### Data shown

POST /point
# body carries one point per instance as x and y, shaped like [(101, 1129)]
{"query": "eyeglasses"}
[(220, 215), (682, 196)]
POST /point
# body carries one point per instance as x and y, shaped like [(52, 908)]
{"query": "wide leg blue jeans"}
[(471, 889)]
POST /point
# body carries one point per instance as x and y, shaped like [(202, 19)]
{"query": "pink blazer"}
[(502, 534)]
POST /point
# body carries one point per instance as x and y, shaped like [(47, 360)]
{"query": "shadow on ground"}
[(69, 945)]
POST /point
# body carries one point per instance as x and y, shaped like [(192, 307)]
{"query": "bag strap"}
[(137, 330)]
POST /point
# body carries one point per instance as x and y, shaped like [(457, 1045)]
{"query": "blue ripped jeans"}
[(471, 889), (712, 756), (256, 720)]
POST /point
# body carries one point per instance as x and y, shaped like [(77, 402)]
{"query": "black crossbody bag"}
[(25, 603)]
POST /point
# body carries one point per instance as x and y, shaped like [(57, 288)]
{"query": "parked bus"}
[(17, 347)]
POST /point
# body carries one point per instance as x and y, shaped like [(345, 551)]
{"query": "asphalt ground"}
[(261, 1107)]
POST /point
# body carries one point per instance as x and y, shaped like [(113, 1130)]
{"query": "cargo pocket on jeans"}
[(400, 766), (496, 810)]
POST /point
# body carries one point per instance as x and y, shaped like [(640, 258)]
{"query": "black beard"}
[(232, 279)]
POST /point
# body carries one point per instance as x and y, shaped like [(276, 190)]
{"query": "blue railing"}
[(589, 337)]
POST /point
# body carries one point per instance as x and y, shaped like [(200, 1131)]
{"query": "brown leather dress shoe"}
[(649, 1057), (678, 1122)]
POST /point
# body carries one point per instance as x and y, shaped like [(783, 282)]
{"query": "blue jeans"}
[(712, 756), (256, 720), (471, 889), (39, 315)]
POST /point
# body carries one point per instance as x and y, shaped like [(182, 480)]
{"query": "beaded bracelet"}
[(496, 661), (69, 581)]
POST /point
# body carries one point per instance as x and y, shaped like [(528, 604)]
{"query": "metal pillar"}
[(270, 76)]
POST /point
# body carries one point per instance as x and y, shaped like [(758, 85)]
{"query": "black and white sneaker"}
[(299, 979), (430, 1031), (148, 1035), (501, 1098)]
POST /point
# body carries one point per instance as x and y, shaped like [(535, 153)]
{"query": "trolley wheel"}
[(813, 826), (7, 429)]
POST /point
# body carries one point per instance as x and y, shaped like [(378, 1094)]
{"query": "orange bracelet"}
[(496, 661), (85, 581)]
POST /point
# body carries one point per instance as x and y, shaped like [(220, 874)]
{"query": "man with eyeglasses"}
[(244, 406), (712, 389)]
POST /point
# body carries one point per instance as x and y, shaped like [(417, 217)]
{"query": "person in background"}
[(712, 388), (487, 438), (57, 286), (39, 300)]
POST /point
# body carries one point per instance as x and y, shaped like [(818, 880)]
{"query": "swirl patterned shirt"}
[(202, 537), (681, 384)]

######
### Data shown

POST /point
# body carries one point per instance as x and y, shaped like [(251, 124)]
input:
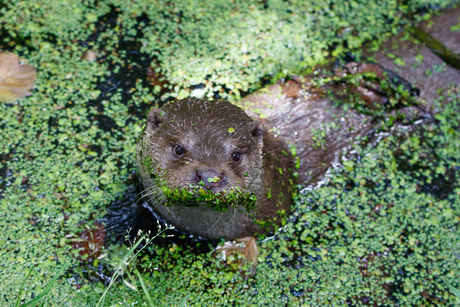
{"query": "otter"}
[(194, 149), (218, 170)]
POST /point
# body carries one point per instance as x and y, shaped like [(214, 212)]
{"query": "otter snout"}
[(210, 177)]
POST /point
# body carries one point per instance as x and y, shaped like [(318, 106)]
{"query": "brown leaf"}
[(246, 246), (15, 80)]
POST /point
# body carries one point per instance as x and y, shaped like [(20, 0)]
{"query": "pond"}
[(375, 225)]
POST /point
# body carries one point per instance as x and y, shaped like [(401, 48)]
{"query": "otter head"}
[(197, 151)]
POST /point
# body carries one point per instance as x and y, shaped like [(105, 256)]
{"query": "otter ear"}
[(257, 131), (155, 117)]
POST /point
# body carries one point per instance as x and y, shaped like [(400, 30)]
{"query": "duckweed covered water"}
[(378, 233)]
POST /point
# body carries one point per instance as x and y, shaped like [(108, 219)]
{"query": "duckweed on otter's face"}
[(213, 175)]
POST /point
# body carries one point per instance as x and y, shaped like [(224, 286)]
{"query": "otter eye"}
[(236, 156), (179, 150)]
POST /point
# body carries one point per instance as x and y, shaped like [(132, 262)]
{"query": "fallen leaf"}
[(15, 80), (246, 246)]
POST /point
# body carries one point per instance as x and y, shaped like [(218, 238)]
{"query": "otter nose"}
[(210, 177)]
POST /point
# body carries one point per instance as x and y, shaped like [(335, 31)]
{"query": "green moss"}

######

**Task prompt:**
Only one stretch of the records above is wanted: the lines between the one holding "like [(276, 190)]" and the one holding "like [(758, 85)]", inclusive, reproduced exactly.

**Response box:**
# body carries one point per instance as x and y, shaped like [(276, 190)]
{"query": "blue railing"}
[(589, 337)]
POST /point
# body carries one point per instance as x and y, shaped like [(200, 1131)]
{"query": "brown leather dress shoe"}
[(649, 1057), (678, 1122)]
POST /point
# body carries one point per instance as x and y, shaped like [(783, 282)]
{"query": "blue jeans"}
[(712, 756), (256, 720), (471, 889), (39, 315)]
POST /point
# body carries one point per instance as x and y, shaped like [(182, 480)]
{"query": "beaded bracelet"}
[(496, 661), (69, 581)]
POST /point
# body carries one point per instance as x and y, shaped like [(528, 604)]
{"query": "metal pillar"}
[(270, 76)]
POST /point
# body carries one point per instance as x and y, shaped like [(758, 85)]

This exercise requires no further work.